> [Job] Render the lines below as a numbered list, omitting any blank lines.

> [Raw data]
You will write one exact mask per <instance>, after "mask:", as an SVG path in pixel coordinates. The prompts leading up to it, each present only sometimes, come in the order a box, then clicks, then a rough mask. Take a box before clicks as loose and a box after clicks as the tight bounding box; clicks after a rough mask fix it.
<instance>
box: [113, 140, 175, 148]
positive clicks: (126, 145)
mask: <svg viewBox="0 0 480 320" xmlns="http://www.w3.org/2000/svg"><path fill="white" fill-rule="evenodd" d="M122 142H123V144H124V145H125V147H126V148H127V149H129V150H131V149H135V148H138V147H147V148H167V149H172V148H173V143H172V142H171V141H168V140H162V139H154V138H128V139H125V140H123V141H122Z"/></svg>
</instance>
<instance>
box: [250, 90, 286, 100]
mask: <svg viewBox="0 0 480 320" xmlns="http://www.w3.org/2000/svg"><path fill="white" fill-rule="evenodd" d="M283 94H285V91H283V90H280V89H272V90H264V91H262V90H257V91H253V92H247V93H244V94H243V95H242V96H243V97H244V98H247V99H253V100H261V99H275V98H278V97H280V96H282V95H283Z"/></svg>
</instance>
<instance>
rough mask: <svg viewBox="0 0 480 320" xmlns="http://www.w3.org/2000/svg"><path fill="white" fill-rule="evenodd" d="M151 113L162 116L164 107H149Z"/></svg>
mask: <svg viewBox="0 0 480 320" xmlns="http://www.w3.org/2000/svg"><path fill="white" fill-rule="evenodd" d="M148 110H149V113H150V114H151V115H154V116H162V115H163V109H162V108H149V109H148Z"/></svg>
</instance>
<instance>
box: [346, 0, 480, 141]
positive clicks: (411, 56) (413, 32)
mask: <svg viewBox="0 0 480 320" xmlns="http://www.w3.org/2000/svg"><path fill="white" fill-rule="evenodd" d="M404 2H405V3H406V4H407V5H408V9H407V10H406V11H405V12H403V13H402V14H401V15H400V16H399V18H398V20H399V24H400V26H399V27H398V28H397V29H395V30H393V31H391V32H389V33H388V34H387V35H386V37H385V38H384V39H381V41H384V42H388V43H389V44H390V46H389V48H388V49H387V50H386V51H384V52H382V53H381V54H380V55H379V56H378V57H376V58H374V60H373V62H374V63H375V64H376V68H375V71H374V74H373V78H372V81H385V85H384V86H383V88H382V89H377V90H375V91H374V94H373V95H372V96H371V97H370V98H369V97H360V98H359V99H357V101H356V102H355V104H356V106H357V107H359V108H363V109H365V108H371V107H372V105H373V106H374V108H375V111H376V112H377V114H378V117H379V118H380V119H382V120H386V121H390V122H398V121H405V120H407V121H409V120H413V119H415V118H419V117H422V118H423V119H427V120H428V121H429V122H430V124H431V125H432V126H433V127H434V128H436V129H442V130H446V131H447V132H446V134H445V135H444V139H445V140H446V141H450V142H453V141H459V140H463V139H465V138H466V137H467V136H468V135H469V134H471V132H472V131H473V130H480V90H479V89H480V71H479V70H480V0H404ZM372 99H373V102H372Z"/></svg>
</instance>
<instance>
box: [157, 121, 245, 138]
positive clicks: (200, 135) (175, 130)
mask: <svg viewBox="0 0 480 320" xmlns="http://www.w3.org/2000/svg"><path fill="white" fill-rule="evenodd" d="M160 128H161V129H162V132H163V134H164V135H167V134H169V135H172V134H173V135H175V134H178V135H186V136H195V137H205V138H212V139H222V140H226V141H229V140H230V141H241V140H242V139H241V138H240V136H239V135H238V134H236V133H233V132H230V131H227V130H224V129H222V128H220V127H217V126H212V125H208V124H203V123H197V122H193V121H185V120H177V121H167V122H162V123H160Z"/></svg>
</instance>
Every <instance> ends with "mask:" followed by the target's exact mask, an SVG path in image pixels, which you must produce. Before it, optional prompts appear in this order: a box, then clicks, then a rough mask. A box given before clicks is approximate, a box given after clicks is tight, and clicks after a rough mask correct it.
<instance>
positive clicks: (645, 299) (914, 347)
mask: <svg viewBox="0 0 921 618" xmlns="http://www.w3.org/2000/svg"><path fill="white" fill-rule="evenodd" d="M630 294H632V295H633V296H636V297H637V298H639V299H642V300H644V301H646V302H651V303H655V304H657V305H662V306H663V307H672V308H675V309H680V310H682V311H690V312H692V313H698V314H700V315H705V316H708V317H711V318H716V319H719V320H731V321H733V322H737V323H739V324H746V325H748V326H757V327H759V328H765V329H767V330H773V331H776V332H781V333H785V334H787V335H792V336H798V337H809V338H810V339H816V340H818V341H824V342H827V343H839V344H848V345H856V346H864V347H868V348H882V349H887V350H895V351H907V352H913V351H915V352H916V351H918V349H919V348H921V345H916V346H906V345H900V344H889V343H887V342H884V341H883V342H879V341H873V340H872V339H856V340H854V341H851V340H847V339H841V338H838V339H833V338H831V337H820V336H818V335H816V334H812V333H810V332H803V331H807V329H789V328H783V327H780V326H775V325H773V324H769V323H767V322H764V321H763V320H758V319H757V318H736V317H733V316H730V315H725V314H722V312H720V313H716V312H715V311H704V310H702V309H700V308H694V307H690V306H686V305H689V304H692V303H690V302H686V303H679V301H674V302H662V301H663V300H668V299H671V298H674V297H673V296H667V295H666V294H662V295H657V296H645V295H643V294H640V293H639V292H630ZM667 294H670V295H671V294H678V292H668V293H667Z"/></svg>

> [Completed exercise]
1. You will write one exact mask per <instance>, after "mask:", as an SVG path in pixel coordinates. The prompts leading up to it, each present only sometimes, come in the order a box, then clicks, then a rough mask. Take a box before clicks as loose and a box after clicks as the tight bounding box; clicks after a rough mask fix it.
2. <instance>
3. box: [113, 140, 175, 148]
4. positive clicks: (126, 145)
5. mask: <svg viewBox="0 0 480 320" xmlns="http://www.w3.org/2000/svg"><path fill="white" fill-rule="evenodd" d="M122 142H123V144H124V145H125V147H126V148H127V149H129V150H131V149H135V148H138V147H147V148H167V149H172V148H173V143H172V142H171V141H168V140H162V139H154V138H128V139H125V140H123V141H122Z"/></svg>
6. </instance>
7. <instance>
8. box: [250, 90, 286, 100]
9. mask: <svg viewBox="0 0 480 320" xmlns="http://www.w3.org/2000/svg"><path fill="white" fill-rule="evenodd" d="M283 94H285V91H283V90H280V89H272V90H264V91H262V90H257V91H253V92H247V93H244V94H243V95H242V96H243V97H244V98H247V99H253V100H261V99H275V98H278V97H280V96H282V95H283Z"/></svg>
10. </instance>
11. <instance>
12. rough mask: <svg viewBox="0 0 480 320" xmlns="http://www.w3.org/2000/svg"><path fill="white" fill-rule="evenodd" d="M151 113L162 116L164 107H149Z"/></svg>
13. mask: <svg viewBox="0 0 480 320" xmlns="http://www.w3.org/2000/svg"><path fill="white" fill-rule="evenodd" d="M148 110H149V113H150V114H151V115H154V116H162V115H163V109H162V108H149V109H148Z"/></svg>
14. </instance>
15. <instance>
16. box: [346, 0, 480, 141]
17. positive clicks: (411, 56) (413, 32)
18. mask: <svg viewBox="0 0 480 320" xmlns="http://www.w3.org/2000/svg"><path fill="white" fill-rule="evenodd" d="M404 2H405V3H406V4H407V5H408V9H407V10H406V11H405V12H403V13H402V14H401V15H400V16H399V18H398V20H399V24H400V26H399V27H398V28H397V29H395V30H393V31H391V32H389V33H388V34H387V35H386V37H385V38H384V39H381V41H384V42H388V43H389V44H390V46H389V48H388V49H387V50H386V51H384V52H382V53H381V54H380V55H379V56H378V57H376V58H374V60H373V62H374V63H375V64H376V68H375V71H374V74H373V78H372V81H385V85H384V86H383V88H382V89H377V90H375V91H374V94H373V95H372V96H371V97H370V98H369V97H360V98H359V99H357V101H356V102H355V104H356V106H357V107H359V108H363V109H365V108H371V107H372V105H373V106H374V108H375V111H376V112H377V114H378V117H379V118H380V119H382V120H386V121H390V122H398V121H405V120H407V121H409V120H413V119H415V118H419V117H422V118H423V119H427V120H428V121H429V122H430V124H431V125H432V126H433V127H434V128H436V129H442V130H446V131H447V132H446V134H445V135H444V139H445V140H446V141H450V142H453V141H459V140H463V139H465V138H466V137H467V136H468V135H469V134H471V132H472V131H473V130H480V90H479V89H480V71H479V70H480V0H404ZM372 99H373V102H372Z"/></svg>
19. </instance>
20. <instance>
21. box: [157, 121, 245, 138]
22. positive clicks: (200, 135) (175, 130)
23. mask: <svg viewBox="0 0 480 320" xmlns="http://www.w3.org/2000/svg"><path fill="white" fill-rule="evenodd" d="M160 128H161V129H162V132H163V134H164V135H167V134H169V135H172V134H173V135H175V134H178V135H186V136H195V137H205V138H212V139H222V140H226V141H229V140H230V141H241V140H242V139H241V138H240V136H239V135H238V134H236V133H233V132H230V131H227V130H224V129H222V128H220V127H217V126H212V125H208V124H203V123H197V122H193V121H185V120H177V121H167V122H162V123H160Z"/></svg>
24. </instance>
25. Every <instance> ends with "mask:" followed by the target's exact mask, an SVG path in image pixels, which you must produce. Before it, optional prompts appear in this order: a box, then clicks, then a rough mask. A box given before clicks is approximate, a box given after clicks is tight, and clicks after a rough mask correct it.
26. <instance>
27. positive clicks: (645, 299) (914, 347)
28. mask: <svg viewBox="0 0 921 618" xmlns="http://www.w3.org/2000/svg"><path fill="white" fill-rule="evenodd" d="M630 294H632V295H633V296H636V297H637V298H639V299H642V300H644V301H646V302H651V303H655V304H657V305H662V306H663V307H672V308H675V309H680V310H682V311H690V312H692V313H698V314H700V315H705V316H708V317H711V318H716V319H719V320H731V321H733V322H737V323H739V324H746V325H748V326H757V327H759V328H765V329H767V330H773V331H776V332H781V333H785V334H787V335H792V336H798V337H809V338H810V339H816V340H818V341H824V342H827V343H839V344H848V345H856V346H864V347H868V348H882V349H887V350H895V351H907V352H913V351H915V352H916V351H918V349H919V348H921V345H916V346H906V345H900V344H889V343H887V342H884V341H883V342H879V341H873V340H872V339H856V340H854V341H851V340H847V339H841V338H838V339H833V338H831V337H820V336H818V335H816V334H812V333H810V332H803V331H807V329H789V328H783V327H780V326H775V325H773V324H769V323H767V322H764V321H763V320H758V319H757V318H736V317H733V316H730V315H725V314H722V312H720V313H716V312H715V311H704V310H702V309H700V308H694V307H690V306H686V305H689V304H692V303H690V302H686V303H679V301H674V302H662V301H663V300H668V299H671V298H674V297H673V296H667V295H666V294H662V295H657V296H645V295H643V294H640V293H639V292H630ZM667 294H670V295H671V294H678V292H668V293H667Z"/></svg>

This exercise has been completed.